(Items from a data source)

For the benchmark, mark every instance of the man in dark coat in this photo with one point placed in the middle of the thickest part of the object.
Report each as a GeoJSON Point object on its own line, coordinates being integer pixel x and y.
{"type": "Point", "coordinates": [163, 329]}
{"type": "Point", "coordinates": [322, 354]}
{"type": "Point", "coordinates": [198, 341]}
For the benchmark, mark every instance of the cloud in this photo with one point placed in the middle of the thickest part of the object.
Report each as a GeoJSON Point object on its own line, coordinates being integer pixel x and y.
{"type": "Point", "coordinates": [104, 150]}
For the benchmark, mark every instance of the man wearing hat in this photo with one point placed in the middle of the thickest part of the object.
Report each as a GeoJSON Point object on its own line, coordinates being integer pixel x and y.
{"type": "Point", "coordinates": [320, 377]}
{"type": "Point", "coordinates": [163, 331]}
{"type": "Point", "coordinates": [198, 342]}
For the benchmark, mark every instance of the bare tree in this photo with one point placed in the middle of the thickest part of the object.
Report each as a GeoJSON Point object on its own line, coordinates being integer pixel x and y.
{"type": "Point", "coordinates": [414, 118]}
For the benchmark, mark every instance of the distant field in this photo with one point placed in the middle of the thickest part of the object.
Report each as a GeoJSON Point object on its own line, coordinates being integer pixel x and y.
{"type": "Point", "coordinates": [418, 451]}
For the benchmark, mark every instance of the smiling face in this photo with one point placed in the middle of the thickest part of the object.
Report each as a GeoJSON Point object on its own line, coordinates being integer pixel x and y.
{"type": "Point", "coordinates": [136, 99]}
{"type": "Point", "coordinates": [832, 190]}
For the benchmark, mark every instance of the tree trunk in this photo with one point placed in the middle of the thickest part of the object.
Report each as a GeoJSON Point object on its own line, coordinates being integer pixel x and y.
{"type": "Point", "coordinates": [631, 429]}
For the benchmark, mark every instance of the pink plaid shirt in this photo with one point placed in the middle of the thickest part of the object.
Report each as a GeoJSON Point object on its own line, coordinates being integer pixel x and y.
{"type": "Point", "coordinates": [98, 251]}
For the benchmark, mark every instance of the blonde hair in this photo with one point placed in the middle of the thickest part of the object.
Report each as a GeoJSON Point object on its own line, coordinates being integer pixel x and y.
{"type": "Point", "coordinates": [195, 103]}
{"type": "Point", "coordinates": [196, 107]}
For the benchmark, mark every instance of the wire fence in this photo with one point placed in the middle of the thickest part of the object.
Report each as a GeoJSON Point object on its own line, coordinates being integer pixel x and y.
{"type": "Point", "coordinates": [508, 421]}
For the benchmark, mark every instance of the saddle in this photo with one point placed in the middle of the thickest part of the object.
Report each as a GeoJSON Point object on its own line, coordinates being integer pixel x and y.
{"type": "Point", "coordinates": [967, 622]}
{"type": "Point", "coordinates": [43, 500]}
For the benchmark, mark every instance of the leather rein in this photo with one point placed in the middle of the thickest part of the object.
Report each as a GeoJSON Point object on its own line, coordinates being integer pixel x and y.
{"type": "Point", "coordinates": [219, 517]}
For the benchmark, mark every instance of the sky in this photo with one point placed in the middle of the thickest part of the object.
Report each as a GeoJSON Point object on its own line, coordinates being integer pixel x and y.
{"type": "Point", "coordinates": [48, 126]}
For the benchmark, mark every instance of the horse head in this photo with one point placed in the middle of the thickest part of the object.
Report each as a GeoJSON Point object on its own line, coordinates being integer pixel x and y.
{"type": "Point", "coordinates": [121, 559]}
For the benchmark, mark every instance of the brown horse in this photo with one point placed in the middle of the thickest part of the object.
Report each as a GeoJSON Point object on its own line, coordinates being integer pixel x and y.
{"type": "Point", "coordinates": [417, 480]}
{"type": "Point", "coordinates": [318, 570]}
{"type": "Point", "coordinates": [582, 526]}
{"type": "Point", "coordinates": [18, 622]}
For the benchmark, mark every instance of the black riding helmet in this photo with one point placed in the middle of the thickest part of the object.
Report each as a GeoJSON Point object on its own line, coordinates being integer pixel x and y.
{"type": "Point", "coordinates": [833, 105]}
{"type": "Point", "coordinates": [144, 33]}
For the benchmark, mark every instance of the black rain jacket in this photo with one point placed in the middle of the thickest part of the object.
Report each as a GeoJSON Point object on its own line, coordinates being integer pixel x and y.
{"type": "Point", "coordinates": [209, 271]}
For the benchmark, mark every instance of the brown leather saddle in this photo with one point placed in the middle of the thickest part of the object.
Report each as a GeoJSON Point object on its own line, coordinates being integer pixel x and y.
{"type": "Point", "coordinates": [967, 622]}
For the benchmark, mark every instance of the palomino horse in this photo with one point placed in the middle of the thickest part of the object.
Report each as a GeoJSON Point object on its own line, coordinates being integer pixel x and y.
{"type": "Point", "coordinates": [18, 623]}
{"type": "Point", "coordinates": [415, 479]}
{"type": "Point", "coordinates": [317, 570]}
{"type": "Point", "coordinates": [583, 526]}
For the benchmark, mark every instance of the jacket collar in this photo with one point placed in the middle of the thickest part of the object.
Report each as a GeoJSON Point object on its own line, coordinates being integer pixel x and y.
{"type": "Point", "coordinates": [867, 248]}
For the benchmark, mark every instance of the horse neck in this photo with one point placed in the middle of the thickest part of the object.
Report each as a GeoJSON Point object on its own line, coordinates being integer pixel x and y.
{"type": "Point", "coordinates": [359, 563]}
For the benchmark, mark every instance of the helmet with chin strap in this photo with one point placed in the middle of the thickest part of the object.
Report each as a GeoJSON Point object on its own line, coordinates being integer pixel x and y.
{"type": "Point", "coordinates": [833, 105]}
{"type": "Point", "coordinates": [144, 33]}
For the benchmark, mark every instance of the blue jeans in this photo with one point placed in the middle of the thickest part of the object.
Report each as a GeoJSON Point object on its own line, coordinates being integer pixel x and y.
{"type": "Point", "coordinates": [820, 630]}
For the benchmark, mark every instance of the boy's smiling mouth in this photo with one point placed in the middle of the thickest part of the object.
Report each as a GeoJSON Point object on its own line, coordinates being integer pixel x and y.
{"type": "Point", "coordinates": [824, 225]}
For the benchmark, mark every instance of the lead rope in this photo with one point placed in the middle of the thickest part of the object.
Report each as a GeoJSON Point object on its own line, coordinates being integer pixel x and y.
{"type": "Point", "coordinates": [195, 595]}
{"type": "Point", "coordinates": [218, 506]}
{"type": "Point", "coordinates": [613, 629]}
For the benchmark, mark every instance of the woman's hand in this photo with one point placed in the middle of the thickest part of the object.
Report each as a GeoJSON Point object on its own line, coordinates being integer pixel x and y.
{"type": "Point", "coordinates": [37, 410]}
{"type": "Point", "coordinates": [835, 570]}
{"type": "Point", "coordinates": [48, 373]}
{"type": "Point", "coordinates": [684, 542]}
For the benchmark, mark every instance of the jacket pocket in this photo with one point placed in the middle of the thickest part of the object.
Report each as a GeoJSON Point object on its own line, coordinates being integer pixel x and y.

> _Task details_:
Transcribe all of the material exactly. Omit nothing.

> _Task output_:
For the benchmark, mark every instance of the man in dark coat in this photo with one point placed in the middle of the thickest part of the object.
Report each as a GeoJSON Point object on its own line, coordinates being integer pixel x and y.
{"type": "Point", "coordinates": [163, 329]}
{"type": "Point", "coordinates": [322, 354]}
{"type": "Point", "coordinates": [198, 341]}
For the benchmark, mark every instance of the cloud in this photo with one point placed in the middle of the thickest part of the object.
Report each as a GeoJSON Point object on its own line, coordinates being integer pixel x and y.
{"type": "Point", "coordinates": [104, 150]}
For the benchmark, mark every instance of the man wearing hat in this photo with one point placed in the middle of the thickest part of the object.
Report each as a GeoJSON Point object on its own line, coordinates being integer pixel x and y.
{"type": "Point", "coordinates": [320, 377]}
{"type": "Point", "coordinates": [163, 331]}
{"type": "Point", "coordinates": [198, 342]}
For the benchmark, mark every instance of the bare tree in this photo with one point placed in the middle of the thickest part of the object.
Report each as a GeoJSON Point object on its own line, coordinates being integer pixel x and y.
{"type": "Point", "coordinates": [414, 118]}
For the benchmark, mark every instance of the distant field in this photo with one point placed in the middle of the thickest part of the object.
Report each as a GeoJSON Point object on its own line, coordinates being integer pixel x and y.
{"type": "Point", "coordinates": [418, 451]}
For the benchmark, mark every instance of the smiling face in this photo with one point placed in the middle of the thickest part of the object.
Report each as a GeoJSON Point object on its own line, coordinates being integer pixel x and y.
{"type": "Point", "coordinates": [136, 99]}
{"type": "Point", "coordinates": [832, 190]}
For the benchmark, mark every instance of the tree trunk in this photo with one point placed in the middle of the thickest part of the object.
Report each as a GeoJSON Point object on its own line, coordinates being integer pixel x and y.
{"type": "Point", "coordinates": [631, 429]}
For the benchmark, mark every instance of the pink plaid shirt in this photo with one point placed in the middle of the thickest part of the object.
Report each as a GeoJSON Point object on its own line, coordinates being integer pixel x and y.
{"type": "Point", "coordinates": [98, 251]}
For the benchmark, mark every instance of the blonde hair in this photo with one point placed in the middle of the thickest part of the object.
Report each as a GeoJSON Point object on its own line, coordinates being integer pixel x and y.
{"type": "Point", "coordinates": [195, 103]}
{"type": "Point", "coordinates": [196, 107]}
For the benchmark, mark every instance of the wire fence in this photo with one point placed in the middle of the thickest part of the object.
Report each as a GeoJSON Point object on its own line, coordinates being integer pixel x and y.
{"type": "Point", "coordinates": [508, 421]}
For the benchmark, mark every instance of the saddle in this photo with one point placed in the middle of the thickest part of the object.
Report each as a GeoJSON Point object on its own line, coordinates being integer pixel x and y.
{"type": "Point", "coordinates": [967, 622]}
{"type": "Point", "coordinates": [43, 500]}
For the benchmark, mark every instance of the leather rein in this photo with one point placed in the middle of the thickest part of the object.
Report each as a GeoJSON Point object on its own line, coordinates being integer pixel x and y.
{"type": "Point", "coordinates": [219, 517]}
For the benchmark, mark every instance of the sky in this photo with one point placed in the middle of the thickest part of the object.
Report each as a GeoJSON Point object on its own line, coordinates being integer pixel x and y.
{"type": "Point", "coordinates": [48, 126]}
For the benchmark, mark every instance of the horse head in this photo with one point placed in the middle of the thickest part of the object.
Report each as a GeoJSON Point object on its own line, coordinates being integer pixel x and y.
{"type": "Point", "coordinates": [121, 559]}
For the benchmark, mark every instance of the brown horse in this photo with one point placed in the middle of the thickest part of the object.
Report each as a GeoJSON Point object on its own line, coordinates being integer pixel x and y.
{"type": "Point", "coordinates": [417, 480]}
{"type": "Point", "coordinates": [318, 570]}
{"type": "Point", "coordinates": [582, 526]}
{"type": "Point", "coordinates": [18, 622]}
For the benchmark, mark every instance of the black riding helmet in this photo with one point placed in the middle of the thickest part of the object.
Report each as a GeoJSON Point object on its own line, coordinates being integer pixel x and y.
{"type": "Point", "coordinates": [833, 105]}
{"type": "Point", "coordinates": [144, 33]}
For the benchmark, mark every instance of the black rain jacket in this photo with one point placed in the middle of the thickest part of the object.
Report each as a GeoJSON Point object on its own line, coordinates being integer pixel x and y.
{"type": "Point", "coordinates": [209, 271]}
For the benchmark, mark every instance of the brown leather saddle in this photo with one point placed in the middle of the thickest part of the object.
Report each as a GeoJSON Point object on its own line, coordinates being integer pixel x and y.
{"type": "Point", "coordinates": [967, 622]}
For the benchmark, mark every instance of the palomino horse in this photo with one point placed in the middle of the thickest part of the object.
Report each as a GeoJSON Point object on its own line, coordinates being integer pixel x and y.
{"type": "Point", "coordinates": [18, 623]}
{"type": "Point", "coordinates": [415, 479]}
{"type": "Point", "coordinates": [317, 570]}
{"type": "Point", "coordinates": [583, 526]}
For the benchmark, mark every instance of the jacket collar in this photo with one point placed in the middle of the thickest part of the object.
Report each as a GeoJSON Point object on its own line, coordinates being integer pixel x and y.
{"type": "Point", "coordinates": [867, 248]}
For the benchmark, mark every instance of the horse neck in this photo with one point placed in the middle of the thickest part of the object.
Report each as a GeoJSON Point object on its own line, coordinates being integer pixel x and y.
{"type": "Point", "coordinates": [359, 563]}
For the benchmark, mark every instance of the helmet with chin strap in this photo with one point placed in the middle of the thickest part of the object.
Report each as a GeoJSON Point object on its own line, coordinates being integer pixel x and y.
{"type": "Point", "coordinates": [833, 105]}
{"type": "Point", "coordinates": [144, 33]}
For the benchmark, mark every instance of the blue jeans in this photo with one point placed in the middle of the thickest part of the object.
Report each as a GeoJSON Point object on its own line, coordinates being integer pixel x and y.
{"type": "Point", "coordinates": [820, 630]}
For the benchmark, mark every instance of the boy's smiling mouth in this photo with one point placed in the middle of the thickest part of the object.
Report each as a GeoJSON Point object on its own line, coordinates being integer pixel x and y.
{"type": "Point", "coordinates": [824, 225]}
For the benchmark, mark every instance of the lead rope in this photo with one point placed in the middle of the thickest part of the object.
Report each as a GeoJSON Point object on its own line, coordinates being integer pixel x and y.
{"type": "Point", "coordinates": [195, 595]}
{"type": "Point", "coordinates": [218, 506]}
{"type": "Point", "coordinates": [613, 629]}
For the benchmark, mark every instance of the woman's hand in this photo with one point placed in the middle of the thickest part of the object.
Report each as a GeoJSON Point object on its own line, coordinates being integer pixel x and y.
{"type": "Point", "coordinates": [37, 410]}
{"type": "Point", "coordinates": [835, 570]}
{"type": "Point", "coordinates": [48, 373]}
{"type": "Point", "coordinates": [684, 542]}
For the benchmark, mark every instance of the jacket pocket in this photo with one point placed in the middle of the thickest part of the object.
Report each as a GeoJSON Point object on its own line, coordinates being integer pixel x and y.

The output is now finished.